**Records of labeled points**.
┄┄┄┄┄┄┄┄┄┄┄┄┄┄┄┄┄┄┄┄

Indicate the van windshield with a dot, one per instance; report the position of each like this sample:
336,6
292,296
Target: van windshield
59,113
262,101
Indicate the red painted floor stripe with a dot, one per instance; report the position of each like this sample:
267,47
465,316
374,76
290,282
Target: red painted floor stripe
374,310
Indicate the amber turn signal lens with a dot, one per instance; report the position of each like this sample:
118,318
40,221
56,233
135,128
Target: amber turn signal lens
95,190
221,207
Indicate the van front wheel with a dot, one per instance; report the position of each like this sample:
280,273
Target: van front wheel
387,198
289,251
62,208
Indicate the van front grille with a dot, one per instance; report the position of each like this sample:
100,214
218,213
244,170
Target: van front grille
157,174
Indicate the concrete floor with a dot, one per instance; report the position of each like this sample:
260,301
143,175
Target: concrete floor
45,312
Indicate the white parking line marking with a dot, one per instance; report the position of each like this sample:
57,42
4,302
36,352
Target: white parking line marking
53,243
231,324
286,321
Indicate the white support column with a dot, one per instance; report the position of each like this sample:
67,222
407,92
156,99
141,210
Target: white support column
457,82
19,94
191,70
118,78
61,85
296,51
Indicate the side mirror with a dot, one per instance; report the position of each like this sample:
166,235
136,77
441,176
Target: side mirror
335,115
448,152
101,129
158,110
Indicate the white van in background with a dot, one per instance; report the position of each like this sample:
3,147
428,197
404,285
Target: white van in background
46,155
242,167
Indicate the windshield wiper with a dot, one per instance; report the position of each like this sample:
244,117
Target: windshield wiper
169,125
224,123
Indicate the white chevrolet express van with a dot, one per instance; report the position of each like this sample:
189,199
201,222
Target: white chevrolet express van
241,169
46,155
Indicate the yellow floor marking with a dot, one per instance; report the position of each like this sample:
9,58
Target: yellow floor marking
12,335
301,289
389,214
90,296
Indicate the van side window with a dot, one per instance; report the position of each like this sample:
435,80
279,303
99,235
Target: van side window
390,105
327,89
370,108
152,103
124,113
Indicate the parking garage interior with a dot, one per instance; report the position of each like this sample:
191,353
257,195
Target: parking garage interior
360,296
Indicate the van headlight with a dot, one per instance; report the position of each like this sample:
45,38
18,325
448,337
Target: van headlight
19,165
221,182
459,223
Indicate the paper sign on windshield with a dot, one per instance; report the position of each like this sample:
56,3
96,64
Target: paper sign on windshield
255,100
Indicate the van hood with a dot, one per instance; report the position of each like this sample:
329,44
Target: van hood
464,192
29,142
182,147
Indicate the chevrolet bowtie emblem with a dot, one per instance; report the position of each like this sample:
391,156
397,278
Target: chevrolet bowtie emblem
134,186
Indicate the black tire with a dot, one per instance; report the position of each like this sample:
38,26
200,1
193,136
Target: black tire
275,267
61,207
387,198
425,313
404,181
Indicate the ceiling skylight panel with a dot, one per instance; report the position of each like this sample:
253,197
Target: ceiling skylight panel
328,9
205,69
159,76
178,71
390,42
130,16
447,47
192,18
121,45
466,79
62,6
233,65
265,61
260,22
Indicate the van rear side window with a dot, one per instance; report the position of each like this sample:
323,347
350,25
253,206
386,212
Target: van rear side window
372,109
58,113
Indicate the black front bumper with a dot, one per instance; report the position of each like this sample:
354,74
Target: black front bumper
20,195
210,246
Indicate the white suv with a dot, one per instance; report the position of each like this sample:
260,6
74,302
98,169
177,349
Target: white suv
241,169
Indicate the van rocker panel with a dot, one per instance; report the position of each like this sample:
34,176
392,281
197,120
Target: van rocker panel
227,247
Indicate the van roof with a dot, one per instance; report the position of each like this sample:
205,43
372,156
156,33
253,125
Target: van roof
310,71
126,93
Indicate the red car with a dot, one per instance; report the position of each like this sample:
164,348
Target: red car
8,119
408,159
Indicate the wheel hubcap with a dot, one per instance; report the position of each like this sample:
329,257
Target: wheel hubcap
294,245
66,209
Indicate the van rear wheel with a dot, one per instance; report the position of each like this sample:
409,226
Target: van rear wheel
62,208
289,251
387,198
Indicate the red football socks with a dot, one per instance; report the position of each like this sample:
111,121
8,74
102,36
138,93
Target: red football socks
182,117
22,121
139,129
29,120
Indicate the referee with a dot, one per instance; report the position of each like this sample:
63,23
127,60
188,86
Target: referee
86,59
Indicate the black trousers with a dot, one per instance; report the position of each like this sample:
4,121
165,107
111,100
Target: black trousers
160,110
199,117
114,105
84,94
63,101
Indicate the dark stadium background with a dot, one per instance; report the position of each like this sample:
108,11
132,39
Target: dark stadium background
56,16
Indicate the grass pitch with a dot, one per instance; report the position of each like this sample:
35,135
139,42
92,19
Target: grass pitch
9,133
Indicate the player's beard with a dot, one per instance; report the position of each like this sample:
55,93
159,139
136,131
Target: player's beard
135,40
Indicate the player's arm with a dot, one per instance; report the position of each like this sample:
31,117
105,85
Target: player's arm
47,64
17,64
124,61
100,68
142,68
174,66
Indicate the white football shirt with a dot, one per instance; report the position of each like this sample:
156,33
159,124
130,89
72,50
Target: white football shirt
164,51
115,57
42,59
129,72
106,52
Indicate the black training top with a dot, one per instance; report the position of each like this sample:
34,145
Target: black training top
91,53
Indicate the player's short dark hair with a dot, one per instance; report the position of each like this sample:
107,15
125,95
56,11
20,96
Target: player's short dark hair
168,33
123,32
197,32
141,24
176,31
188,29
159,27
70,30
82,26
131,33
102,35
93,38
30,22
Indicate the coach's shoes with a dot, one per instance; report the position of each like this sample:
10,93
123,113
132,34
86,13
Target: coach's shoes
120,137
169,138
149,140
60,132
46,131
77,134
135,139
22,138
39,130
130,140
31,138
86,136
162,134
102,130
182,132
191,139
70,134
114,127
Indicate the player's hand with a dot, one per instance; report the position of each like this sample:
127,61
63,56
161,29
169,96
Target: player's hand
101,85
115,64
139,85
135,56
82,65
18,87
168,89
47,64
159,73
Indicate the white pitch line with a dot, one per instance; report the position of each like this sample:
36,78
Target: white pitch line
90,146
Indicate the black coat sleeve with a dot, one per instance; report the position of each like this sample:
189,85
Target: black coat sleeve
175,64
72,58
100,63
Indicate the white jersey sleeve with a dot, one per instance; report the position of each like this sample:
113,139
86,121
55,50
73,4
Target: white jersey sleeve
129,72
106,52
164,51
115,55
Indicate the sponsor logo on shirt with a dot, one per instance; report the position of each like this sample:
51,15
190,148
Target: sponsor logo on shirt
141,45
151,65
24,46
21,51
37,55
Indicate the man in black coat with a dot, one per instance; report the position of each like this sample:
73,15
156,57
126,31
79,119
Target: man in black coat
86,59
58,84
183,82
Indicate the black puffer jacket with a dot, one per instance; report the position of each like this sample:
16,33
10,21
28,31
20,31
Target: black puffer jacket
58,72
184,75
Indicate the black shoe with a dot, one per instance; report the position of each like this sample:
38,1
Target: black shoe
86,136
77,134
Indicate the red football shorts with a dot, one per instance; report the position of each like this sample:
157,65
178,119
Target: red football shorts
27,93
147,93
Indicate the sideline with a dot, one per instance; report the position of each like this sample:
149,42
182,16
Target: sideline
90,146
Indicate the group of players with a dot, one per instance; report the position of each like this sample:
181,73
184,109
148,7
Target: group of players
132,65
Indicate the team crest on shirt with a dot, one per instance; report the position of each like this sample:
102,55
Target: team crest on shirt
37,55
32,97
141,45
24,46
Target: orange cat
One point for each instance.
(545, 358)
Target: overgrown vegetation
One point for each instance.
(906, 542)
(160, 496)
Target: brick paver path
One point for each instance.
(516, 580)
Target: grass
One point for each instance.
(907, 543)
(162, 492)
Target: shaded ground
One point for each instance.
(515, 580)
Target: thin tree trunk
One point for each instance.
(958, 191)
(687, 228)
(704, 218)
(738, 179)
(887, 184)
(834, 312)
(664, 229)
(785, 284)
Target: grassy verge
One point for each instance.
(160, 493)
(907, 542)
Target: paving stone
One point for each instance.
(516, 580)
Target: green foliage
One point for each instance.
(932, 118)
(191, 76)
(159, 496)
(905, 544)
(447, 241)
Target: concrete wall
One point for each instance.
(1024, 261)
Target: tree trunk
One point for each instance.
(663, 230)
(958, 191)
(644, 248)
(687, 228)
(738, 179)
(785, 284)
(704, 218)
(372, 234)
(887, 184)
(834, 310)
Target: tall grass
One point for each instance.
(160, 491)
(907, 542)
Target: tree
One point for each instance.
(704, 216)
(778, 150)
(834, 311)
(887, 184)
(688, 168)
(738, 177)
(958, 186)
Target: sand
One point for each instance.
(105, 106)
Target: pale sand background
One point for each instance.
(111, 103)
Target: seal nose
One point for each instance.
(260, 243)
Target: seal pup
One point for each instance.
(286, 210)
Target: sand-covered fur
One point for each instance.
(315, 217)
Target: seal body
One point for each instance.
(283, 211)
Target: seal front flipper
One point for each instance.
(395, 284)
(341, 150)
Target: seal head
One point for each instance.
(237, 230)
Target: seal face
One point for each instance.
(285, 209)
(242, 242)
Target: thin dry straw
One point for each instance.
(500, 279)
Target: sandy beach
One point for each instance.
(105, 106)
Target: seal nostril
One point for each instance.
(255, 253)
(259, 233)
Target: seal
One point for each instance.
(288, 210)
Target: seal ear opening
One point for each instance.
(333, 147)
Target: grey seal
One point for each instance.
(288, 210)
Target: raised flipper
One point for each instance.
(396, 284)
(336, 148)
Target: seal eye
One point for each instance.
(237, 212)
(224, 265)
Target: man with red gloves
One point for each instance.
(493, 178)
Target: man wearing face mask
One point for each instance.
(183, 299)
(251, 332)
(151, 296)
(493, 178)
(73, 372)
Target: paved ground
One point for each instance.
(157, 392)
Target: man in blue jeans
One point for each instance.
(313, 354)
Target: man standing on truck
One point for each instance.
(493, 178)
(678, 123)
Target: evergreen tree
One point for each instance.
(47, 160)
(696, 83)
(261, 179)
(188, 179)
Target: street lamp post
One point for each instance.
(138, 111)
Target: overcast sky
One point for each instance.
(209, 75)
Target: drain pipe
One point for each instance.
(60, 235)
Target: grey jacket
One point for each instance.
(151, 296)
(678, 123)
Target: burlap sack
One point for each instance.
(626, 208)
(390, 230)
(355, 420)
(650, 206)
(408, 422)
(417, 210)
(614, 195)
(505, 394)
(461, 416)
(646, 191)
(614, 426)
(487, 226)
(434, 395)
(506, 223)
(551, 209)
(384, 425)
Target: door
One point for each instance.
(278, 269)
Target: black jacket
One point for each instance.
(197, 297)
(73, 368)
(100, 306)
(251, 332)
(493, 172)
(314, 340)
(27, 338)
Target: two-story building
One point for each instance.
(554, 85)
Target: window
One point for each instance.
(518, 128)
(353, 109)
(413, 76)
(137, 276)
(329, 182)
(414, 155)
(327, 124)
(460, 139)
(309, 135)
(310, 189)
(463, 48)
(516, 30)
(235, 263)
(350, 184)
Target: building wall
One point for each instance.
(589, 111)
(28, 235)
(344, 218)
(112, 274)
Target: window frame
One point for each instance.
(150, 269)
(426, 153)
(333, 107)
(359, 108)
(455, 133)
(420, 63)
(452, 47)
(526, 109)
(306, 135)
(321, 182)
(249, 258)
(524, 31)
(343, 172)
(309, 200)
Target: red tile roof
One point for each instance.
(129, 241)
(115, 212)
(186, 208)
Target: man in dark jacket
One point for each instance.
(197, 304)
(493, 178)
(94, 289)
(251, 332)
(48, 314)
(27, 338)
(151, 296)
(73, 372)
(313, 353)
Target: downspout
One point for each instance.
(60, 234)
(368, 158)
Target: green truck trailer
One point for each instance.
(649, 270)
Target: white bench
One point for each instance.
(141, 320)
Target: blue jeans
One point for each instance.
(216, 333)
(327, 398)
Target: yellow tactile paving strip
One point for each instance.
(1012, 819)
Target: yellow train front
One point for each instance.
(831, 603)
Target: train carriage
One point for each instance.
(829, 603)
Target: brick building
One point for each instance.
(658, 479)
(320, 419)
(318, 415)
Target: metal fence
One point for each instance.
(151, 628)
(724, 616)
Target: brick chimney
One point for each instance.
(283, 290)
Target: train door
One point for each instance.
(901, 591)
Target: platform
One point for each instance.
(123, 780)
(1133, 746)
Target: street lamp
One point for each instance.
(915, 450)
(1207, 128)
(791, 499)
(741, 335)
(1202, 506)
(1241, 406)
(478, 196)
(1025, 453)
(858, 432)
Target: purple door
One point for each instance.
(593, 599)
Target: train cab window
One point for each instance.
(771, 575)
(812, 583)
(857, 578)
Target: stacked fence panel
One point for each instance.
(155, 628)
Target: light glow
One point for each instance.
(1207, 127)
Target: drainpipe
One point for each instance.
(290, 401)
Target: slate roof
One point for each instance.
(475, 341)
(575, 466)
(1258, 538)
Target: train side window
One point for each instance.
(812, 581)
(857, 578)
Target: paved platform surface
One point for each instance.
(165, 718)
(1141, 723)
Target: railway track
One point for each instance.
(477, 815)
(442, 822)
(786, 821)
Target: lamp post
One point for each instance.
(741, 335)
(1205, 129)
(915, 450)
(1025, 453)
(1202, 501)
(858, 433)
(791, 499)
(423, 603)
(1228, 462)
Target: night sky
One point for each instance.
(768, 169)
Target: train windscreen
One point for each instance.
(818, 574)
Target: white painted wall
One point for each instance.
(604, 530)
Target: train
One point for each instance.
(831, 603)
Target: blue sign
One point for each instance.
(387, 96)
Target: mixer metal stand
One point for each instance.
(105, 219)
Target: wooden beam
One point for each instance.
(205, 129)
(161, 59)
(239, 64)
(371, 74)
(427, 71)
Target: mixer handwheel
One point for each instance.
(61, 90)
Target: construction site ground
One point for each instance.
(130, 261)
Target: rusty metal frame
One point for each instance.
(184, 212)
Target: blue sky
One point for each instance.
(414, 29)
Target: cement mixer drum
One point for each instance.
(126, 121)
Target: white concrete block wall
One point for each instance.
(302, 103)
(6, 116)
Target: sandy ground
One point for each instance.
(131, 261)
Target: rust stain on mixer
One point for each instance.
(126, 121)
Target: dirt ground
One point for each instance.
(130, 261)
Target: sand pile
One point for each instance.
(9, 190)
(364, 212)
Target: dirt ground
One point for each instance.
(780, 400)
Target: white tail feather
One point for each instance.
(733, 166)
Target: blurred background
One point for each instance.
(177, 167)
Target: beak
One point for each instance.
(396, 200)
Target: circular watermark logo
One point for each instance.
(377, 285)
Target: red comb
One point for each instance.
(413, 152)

┄┄┄┄┄┄┄┄┄┄┄┄┄┄┄┄┄┄┄┄

**What this task involves**. Starting at the line that has "Target: circular watermark logo" and continuing through the last of the entries, rewrite those lines with every "Target" renamed to "Label" and nothing else altered.

**Written response**.
Label: circular watermark logo
One point for each instance.
(377, 285)
Label: red comb
One point for each instance.
(413, 152)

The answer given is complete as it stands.